> What to produce
Search the data for the string "hand" and extract every line where it appears.

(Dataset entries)
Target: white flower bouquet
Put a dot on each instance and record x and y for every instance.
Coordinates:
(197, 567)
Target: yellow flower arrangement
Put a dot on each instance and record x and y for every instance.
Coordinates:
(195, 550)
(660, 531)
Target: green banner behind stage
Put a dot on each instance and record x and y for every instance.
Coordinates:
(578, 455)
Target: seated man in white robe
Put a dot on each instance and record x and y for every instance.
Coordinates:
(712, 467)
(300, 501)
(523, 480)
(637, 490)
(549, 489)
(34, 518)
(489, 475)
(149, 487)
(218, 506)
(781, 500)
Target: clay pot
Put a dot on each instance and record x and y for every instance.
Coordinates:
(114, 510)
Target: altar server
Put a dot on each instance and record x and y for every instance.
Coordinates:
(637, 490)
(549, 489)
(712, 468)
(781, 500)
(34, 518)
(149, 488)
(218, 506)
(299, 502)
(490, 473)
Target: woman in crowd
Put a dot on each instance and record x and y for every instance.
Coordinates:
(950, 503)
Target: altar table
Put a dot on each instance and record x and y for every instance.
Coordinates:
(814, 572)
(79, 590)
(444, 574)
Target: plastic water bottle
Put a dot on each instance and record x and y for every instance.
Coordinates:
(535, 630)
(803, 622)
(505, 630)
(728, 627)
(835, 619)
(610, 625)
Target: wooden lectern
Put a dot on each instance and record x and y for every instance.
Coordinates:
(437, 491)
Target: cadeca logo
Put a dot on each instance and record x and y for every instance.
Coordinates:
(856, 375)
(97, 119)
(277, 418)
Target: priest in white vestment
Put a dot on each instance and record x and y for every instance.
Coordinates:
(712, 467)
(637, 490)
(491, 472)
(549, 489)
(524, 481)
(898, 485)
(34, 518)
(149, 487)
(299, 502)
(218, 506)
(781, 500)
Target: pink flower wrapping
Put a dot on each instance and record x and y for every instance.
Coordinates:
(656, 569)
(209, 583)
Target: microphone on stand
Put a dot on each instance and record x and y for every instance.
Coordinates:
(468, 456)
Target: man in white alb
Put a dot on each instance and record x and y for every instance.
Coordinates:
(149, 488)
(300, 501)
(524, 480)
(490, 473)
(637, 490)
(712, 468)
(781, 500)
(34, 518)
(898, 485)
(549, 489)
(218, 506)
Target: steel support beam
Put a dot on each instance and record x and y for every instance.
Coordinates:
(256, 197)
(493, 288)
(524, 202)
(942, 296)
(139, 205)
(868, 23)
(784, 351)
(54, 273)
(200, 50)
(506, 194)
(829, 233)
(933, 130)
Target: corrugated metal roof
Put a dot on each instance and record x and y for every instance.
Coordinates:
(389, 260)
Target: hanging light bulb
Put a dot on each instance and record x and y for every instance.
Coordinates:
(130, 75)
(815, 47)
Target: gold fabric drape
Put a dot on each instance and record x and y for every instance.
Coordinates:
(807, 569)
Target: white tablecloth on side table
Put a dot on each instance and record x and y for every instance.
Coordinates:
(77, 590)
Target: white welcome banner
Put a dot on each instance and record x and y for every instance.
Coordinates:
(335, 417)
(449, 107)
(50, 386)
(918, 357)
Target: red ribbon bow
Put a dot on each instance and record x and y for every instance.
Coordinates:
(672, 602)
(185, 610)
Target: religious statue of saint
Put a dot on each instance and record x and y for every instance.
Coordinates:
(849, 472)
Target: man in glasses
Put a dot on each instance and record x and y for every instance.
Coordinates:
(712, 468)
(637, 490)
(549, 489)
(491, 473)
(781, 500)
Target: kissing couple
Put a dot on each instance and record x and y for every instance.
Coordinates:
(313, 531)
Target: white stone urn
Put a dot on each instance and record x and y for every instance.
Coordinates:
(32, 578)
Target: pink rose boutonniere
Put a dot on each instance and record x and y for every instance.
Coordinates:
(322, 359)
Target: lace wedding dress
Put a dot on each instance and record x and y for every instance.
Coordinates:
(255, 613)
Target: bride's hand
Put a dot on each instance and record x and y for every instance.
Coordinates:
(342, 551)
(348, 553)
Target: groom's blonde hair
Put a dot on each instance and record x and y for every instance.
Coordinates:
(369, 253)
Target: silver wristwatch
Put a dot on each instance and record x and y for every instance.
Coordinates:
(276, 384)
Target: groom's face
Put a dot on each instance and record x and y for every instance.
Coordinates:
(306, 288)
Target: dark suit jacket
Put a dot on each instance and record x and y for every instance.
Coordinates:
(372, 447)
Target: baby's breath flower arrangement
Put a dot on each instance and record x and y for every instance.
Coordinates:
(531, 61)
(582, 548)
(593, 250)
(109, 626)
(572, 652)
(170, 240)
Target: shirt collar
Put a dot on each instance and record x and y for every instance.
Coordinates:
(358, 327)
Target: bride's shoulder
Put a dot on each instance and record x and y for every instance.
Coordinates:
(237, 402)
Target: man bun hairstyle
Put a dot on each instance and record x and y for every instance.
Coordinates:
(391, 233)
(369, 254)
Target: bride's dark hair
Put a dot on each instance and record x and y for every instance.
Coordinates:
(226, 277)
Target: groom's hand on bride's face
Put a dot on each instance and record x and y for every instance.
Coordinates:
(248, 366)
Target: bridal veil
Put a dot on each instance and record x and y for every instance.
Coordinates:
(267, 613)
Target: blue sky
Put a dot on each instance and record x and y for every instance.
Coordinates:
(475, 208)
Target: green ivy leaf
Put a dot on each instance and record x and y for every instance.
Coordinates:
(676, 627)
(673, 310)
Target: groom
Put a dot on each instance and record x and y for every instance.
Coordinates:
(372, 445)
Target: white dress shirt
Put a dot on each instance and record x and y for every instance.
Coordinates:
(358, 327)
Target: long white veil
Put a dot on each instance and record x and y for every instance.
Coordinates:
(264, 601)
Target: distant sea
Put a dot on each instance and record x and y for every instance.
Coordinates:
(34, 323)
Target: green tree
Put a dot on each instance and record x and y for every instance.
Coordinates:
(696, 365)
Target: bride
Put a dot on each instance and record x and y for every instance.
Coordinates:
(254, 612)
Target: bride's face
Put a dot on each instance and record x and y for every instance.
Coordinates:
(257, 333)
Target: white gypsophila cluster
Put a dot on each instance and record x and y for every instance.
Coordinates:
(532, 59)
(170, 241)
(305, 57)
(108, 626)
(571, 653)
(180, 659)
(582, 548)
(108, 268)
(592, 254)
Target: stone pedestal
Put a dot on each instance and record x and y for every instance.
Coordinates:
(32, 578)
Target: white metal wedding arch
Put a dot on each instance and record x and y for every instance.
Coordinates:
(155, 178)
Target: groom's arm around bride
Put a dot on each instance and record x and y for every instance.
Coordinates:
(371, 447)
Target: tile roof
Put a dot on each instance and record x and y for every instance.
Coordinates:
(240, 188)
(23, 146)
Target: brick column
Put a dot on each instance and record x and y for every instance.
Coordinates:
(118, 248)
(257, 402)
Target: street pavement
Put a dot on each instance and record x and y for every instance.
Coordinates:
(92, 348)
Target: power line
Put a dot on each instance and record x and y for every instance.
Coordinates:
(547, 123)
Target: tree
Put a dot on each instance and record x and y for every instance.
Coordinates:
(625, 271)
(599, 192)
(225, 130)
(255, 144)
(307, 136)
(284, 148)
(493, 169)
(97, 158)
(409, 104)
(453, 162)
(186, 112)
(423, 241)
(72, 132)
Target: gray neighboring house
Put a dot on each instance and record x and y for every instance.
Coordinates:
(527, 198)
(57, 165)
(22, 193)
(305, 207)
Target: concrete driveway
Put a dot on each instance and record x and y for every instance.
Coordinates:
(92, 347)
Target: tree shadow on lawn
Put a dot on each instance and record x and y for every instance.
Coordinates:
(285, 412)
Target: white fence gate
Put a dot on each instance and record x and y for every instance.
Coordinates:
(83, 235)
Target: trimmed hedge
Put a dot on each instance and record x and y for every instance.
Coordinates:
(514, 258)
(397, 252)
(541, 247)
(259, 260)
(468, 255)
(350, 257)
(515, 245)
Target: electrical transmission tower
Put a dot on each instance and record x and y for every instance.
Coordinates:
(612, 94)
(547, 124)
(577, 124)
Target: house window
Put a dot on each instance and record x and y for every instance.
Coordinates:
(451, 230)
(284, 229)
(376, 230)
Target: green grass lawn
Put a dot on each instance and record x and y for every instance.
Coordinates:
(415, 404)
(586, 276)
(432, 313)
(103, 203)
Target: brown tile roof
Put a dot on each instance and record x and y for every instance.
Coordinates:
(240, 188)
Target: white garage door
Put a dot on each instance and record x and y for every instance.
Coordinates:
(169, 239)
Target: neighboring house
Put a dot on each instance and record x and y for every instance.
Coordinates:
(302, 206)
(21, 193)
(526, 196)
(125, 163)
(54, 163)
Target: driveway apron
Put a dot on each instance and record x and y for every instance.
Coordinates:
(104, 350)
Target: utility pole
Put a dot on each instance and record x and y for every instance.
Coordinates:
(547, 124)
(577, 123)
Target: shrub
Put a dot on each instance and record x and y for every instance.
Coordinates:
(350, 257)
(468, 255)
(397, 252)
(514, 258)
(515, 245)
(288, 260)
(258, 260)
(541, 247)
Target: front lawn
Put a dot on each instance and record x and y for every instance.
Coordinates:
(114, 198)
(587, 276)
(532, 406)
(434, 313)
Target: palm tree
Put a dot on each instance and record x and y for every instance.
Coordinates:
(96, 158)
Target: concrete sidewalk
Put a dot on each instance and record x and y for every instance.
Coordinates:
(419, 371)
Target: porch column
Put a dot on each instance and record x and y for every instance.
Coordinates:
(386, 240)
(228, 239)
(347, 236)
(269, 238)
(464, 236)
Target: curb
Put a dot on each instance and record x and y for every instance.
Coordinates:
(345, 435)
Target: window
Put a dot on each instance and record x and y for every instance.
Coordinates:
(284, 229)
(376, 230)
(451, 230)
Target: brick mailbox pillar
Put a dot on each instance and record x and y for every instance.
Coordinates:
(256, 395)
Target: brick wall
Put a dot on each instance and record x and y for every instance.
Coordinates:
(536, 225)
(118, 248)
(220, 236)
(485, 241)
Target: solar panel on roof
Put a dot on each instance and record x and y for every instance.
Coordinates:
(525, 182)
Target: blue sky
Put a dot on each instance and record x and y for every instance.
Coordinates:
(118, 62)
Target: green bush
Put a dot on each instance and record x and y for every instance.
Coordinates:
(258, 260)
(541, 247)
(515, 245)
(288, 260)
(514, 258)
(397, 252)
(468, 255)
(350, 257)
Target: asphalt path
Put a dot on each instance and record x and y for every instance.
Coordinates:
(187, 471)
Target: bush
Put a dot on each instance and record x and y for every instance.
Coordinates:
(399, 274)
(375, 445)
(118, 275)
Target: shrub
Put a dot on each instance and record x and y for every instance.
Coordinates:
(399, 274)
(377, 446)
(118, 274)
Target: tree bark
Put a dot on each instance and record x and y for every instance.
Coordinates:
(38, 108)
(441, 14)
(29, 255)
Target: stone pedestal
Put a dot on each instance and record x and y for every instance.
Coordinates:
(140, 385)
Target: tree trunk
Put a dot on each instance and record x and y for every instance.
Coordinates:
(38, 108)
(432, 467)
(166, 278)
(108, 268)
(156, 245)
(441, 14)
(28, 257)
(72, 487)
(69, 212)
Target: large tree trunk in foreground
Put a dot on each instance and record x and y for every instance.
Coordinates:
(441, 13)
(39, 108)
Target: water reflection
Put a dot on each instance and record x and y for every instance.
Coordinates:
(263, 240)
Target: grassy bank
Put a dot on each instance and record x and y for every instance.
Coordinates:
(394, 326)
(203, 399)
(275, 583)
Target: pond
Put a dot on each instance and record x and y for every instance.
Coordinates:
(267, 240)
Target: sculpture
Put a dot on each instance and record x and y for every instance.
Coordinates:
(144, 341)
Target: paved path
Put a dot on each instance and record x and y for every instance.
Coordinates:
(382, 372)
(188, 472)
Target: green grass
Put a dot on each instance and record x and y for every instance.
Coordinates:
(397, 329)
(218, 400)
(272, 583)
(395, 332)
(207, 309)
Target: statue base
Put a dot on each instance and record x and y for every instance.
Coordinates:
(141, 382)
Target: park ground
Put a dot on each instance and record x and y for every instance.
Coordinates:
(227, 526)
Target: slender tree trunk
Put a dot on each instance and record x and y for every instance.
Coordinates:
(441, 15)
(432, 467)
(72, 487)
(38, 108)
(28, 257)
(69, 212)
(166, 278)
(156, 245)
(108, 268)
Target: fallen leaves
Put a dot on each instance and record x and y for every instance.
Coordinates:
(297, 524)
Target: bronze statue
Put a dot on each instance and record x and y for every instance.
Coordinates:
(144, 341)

> Solution for this problem
Target: bride's hand
Target: groom's hand on bride's face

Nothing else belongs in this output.